## [EXERCISE PROMPT]
Find each line in the material below that contains the word "center", and copy every such line in full.

* BEGIN ENTRIES SHOWN *

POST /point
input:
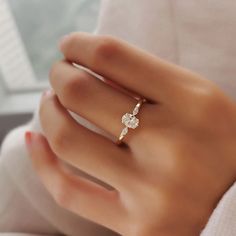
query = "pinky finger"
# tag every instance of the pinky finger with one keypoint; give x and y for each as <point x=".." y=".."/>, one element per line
<point x="72" y="192"/>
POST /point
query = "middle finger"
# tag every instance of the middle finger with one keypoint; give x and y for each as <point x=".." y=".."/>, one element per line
<point x="90" y="97"/>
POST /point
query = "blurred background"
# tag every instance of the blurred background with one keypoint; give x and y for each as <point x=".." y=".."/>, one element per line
<point x="29" y="33"/>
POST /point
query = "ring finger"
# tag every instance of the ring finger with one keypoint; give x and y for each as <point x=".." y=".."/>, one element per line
<point x="90" y="97"/>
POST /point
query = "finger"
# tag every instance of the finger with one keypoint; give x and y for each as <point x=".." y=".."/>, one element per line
<point x="127" y="65"/>
<point x="80" y="147"/>
<point x="72" y="192"/>
<point x="91" y="98"/>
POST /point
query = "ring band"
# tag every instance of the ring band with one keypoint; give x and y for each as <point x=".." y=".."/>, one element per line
<point x="130" y="120"/>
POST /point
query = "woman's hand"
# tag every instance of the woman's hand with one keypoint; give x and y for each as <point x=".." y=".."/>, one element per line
<point x="175" y="166"/>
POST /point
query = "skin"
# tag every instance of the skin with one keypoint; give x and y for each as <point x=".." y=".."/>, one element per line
<point x="173" y="169"/>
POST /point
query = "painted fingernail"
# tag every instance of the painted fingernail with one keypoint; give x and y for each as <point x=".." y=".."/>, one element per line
<point x="63" y="41"/>
<point x="28" y="138"/>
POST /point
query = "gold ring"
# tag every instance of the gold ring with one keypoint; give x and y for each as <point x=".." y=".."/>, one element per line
<point x="130" y="120"/>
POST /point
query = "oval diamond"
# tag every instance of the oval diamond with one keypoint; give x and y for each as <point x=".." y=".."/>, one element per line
<point x="130" y="120"/>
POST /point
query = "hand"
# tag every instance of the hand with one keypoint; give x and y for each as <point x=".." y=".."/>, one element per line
<point x="175" y="166"/>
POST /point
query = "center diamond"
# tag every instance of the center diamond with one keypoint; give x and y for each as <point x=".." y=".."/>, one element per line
<point x="130" y="120"/>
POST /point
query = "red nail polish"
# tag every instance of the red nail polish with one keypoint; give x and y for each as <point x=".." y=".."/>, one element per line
<point x="28" y="138"/>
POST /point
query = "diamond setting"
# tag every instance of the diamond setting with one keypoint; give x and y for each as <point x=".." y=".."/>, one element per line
<point x="130" y="121"/>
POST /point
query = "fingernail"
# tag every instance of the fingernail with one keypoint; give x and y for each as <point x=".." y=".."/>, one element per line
<point x="63" y="41"/>
<point x="28" y="138"/>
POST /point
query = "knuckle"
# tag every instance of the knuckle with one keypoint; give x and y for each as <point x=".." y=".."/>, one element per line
<point x="74" y="39"/>
<point x="60" y="140"/>
<point x="61" y="193"/>
<point x="107" y="47"/>
<point x="75" y="89"/>
<point x="53" y="70"/>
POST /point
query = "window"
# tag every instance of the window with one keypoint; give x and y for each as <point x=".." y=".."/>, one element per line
<point x="29" y="32"/>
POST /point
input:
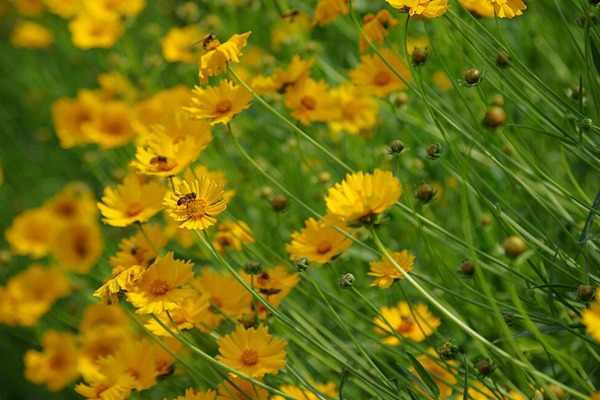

* END ENTRIES SHOWN *

## [PROBLEM SOLUTION]
query = "center diamond"
# tag every instance of the center diamond with one keypoint; give x and y for each as <point x=".." y=".."/>, one element per line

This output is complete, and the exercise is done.